▶ _Objective_: Could you format the lines below, from the line with "the wooden ladder" through the end of the material, as a JSON list of strings with one string per line and blank lines omitted?

▶ _Task data_:
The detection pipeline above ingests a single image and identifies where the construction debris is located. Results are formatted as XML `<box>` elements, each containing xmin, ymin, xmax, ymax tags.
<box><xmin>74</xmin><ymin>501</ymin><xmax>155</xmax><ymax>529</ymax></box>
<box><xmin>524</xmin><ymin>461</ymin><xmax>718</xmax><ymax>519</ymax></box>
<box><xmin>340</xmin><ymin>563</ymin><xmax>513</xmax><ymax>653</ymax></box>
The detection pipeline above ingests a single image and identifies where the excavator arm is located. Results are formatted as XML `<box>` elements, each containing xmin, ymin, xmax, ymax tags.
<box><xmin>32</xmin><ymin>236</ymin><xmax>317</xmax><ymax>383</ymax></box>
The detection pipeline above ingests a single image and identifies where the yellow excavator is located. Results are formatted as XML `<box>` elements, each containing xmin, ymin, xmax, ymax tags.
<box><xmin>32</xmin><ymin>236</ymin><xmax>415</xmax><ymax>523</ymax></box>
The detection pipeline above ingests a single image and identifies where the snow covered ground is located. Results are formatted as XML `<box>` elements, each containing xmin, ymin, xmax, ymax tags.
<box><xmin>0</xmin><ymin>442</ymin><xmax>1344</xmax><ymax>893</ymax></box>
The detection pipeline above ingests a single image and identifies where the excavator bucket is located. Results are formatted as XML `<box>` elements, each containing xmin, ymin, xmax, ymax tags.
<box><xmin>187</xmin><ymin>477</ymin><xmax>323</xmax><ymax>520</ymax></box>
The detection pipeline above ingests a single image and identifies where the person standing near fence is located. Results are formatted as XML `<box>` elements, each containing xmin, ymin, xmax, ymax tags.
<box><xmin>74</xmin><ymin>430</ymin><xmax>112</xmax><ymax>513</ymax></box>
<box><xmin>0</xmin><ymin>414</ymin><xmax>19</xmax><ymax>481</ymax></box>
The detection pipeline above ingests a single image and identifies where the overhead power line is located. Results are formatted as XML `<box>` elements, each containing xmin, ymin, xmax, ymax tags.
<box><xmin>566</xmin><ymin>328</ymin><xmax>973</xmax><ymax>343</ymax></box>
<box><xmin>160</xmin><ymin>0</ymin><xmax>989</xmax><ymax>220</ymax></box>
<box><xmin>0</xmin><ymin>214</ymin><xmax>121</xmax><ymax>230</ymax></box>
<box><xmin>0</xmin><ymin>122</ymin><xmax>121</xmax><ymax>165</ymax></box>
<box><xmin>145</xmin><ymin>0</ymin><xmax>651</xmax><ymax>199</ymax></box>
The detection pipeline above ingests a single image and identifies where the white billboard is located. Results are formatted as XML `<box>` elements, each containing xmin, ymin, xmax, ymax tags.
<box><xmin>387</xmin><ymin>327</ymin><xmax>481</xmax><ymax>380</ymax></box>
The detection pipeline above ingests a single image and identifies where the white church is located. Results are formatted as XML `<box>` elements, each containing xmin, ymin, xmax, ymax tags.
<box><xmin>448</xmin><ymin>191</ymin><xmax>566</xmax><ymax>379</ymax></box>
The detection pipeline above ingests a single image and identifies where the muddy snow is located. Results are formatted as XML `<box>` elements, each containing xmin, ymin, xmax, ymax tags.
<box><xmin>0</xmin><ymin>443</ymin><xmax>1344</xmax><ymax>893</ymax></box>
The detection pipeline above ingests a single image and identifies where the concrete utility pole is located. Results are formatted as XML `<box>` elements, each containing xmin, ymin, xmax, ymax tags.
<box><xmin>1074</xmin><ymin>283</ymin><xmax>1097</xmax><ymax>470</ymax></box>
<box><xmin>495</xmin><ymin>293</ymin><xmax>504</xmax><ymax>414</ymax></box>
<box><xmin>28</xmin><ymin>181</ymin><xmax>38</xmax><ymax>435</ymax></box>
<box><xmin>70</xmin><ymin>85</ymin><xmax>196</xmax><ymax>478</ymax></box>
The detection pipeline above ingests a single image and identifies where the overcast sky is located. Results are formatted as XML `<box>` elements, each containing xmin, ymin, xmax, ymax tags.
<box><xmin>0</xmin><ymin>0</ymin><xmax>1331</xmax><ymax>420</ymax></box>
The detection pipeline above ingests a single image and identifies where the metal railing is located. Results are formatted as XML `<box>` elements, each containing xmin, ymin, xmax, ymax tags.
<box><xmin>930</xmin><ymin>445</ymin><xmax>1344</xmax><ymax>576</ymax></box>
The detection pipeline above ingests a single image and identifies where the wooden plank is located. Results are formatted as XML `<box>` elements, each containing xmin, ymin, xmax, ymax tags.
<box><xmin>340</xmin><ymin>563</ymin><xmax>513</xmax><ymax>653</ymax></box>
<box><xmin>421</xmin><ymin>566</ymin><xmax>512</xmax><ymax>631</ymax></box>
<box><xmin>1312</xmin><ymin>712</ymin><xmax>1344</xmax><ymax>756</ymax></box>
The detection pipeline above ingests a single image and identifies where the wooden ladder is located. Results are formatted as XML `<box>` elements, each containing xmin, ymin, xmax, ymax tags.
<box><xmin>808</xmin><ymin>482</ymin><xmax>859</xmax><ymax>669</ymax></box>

▶ _Result for this exercise_:
[
  "The detection pipeline above ingests a single image and identifies where the wooden ladder is located. Results are formatted as XML `<box>` elements, each containing xmin, ymin, xmax, ymax tags.",
  "<box><xmin>808</xmin><ymin>482</ymin><xmax>859</xmax><ymax>669</ymax></box>"
]